PROVIDED PASSAGE>
______

- Born: March 8, 1976 (age 50) Tokyo, Japan
- Occupations: Animator, director, storyboard artist
- Years active: 1997–present
- Employer(s): Office AO (1997–2003) Shaft (2004–2009) Silver Link (2010–present)
- Known for: Negima!? Ef: A Tale of Memories Fate/kaleid liner Prisma Illya

= Shin Oonuma =

Japanese animation director

Shin Oonuma (大沼 心, Ōnuma Shin) is a Japanese anime director, animator, and storyboard artist best known for his contributions to studios Shaft and Silver Link.

==Early life==
As a child, Oonuma did not care much for anime and found more interest in video games. He watched some parts of Mobile Suit Gundam while in elementary school without understanding it, and vividly remembered parts of a Gamba no Bouken rerun because of a weasel character he was terrified by, but otherwise was obsessed Famicom that was released around that time. It wasn't until late in high school that Oonuma watched various anime. Since he loved games, he was vaguely interested in going into the entertainment industry, so he watched anime as a part of that idea. This led to Oonuma's discovery of the 1992 OVA Tenchi Muyo! Ryo-Ohki, which resonated with him through its characters, comedy style, and in particular the nature of its protagonist who is teased at the beginning of the story but essentially becomes a hero by its end. Tenchi Muyo! inspired Oonuma to join the anime industry. Up until that point, Oonuma avoided drawing because his mother was a former manga artist and illustrator and his older brother was a good artist, and Oonuma didn't like being compared; but Tenchi Muyo was the first time he thought about drawing and making the pictures move through animation himself.

______

DATA PROVIDED>
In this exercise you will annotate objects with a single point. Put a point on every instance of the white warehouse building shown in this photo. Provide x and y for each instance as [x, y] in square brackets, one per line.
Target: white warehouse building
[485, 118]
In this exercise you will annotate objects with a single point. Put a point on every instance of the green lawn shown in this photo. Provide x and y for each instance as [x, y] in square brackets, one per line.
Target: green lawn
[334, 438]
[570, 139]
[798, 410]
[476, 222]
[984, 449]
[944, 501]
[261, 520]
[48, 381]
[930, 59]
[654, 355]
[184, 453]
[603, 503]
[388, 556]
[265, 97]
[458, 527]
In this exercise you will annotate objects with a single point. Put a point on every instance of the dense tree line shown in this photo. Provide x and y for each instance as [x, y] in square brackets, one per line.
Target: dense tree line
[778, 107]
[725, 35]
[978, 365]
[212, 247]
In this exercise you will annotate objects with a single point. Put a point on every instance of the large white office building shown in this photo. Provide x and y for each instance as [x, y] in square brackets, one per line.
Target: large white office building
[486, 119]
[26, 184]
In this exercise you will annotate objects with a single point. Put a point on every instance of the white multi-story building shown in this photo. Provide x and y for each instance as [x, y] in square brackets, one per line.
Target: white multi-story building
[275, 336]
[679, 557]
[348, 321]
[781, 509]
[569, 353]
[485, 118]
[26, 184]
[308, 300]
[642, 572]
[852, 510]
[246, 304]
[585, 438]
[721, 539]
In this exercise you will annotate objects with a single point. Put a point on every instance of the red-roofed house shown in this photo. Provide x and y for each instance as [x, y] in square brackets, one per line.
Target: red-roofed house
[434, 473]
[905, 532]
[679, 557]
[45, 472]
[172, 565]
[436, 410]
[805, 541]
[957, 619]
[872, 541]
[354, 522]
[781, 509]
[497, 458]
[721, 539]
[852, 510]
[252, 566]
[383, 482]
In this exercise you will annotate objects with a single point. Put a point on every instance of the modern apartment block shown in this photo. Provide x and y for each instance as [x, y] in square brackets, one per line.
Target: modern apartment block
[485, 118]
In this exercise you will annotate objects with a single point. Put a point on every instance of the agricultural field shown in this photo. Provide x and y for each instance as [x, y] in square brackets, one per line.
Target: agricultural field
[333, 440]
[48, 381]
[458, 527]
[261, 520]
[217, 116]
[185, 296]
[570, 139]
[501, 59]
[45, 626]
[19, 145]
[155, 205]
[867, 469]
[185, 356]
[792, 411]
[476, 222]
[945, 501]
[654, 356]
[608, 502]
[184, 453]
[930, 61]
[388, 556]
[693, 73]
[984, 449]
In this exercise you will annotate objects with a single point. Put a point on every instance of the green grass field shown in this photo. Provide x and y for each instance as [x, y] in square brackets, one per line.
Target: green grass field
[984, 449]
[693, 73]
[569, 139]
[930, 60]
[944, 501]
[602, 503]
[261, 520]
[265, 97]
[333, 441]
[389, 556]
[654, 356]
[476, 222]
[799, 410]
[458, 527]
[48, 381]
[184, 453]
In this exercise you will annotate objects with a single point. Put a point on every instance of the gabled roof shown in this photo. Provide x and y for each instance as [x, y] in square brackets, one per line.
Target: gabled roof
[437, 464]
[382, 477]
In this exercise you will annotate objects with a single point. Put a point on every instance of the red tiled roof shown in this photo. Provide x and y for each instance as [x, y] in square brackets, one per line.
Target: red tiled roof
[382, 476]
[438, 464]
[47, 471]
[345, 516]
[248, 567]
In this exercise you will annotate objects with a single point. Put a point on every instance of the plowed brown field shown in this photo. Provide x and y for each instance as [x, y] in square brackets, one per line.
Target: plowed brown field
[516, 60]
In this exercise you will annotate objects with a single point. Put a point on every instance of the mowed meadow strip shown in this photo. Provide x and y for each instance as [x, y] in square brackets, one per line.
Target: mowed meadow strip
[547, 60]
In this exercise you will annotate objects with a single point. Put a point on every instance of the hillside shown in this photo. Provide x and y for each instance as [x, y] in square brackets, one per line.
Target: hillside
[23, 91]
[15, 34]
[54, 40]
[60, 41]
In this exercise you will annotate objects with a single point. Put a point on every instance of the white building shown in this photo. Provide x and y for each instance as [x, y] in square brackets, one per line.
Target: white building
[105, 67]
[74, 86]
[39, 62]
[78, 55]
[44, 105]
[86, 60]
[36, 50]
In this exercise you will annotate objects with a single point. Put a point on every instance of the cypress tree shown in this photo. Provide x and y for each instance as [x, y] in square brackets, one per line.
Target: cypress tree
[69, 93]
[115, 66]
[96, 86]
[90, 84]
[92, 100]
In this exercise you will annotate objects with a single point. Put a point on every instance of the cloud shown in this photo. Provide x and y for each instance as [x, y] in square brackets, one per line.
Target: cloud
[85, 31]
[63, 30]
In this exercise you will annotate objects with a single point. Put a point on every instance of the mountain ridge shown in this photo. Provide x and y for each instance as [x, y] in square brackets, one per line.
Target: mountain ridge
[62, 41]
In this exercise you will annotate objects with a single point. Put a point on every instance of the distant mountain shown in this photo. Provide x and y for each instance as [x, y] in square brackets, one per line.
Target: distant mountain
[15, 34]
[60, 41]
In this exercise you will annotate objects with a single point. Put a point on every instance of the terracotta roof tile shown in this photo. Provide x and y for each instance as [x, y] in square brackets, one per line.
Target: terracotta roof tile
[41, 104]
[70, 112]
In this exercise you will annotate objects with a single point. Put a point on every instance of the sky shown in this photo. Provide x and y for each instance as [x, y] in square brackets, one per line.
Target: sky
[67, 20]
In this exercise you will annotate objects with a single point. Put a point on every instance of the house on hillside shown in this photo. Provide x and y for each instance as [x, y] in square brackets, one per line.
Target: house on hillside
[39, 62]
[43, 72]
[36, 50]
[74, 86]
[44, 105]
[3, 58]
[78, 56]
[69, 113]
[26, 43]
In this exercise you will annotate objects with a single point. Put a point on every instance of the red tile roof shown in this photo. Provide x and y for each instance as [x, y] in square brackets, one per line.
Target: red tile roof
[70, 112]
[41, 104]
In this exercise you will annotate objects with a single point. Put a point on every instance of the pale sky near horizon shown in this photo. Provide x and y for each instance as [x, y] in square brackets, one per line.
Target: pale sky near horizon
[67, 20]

______

BRIEF 1>
Answer these about the Shin Oonuma profile:
(a) Which studio has employed Oonuma since 2010?
(b) Which 1992 OVA inspired him to join the anime industry?
(c) What had Oonuma's mother been before?
BRIEF 2>
Reproduce the records starting at the line containing "tile roof shown" and ending at the last line of the records, both included, with the request lines kept. Multiply each point coordinate in the answers by 1.75 and round to a whole number, rounding halves up.

RIGHT ANSWER 1>
(a) Silver Link
(b) Tenchi Muyo! Ryo-Ohki
(c) A manga artist and illustrator

RIGHT ANSWER 2>
In this exercise you will annotate objects with a single point. Put a point on every instance of the red tile roof shown in this photo. Provide x and y for each instance as [x, y] in square brackets, one per line.
Target: red tile roof
[123, 196]
[72, 182]
In this exercise you will annotate objects with a single point. Put a point on every instance of the pale sky near horizon shown in this photo. Provide x and y for each instance as [x, y] in square brackets, one per line.
Target: pale sky near horizon
[117, 35]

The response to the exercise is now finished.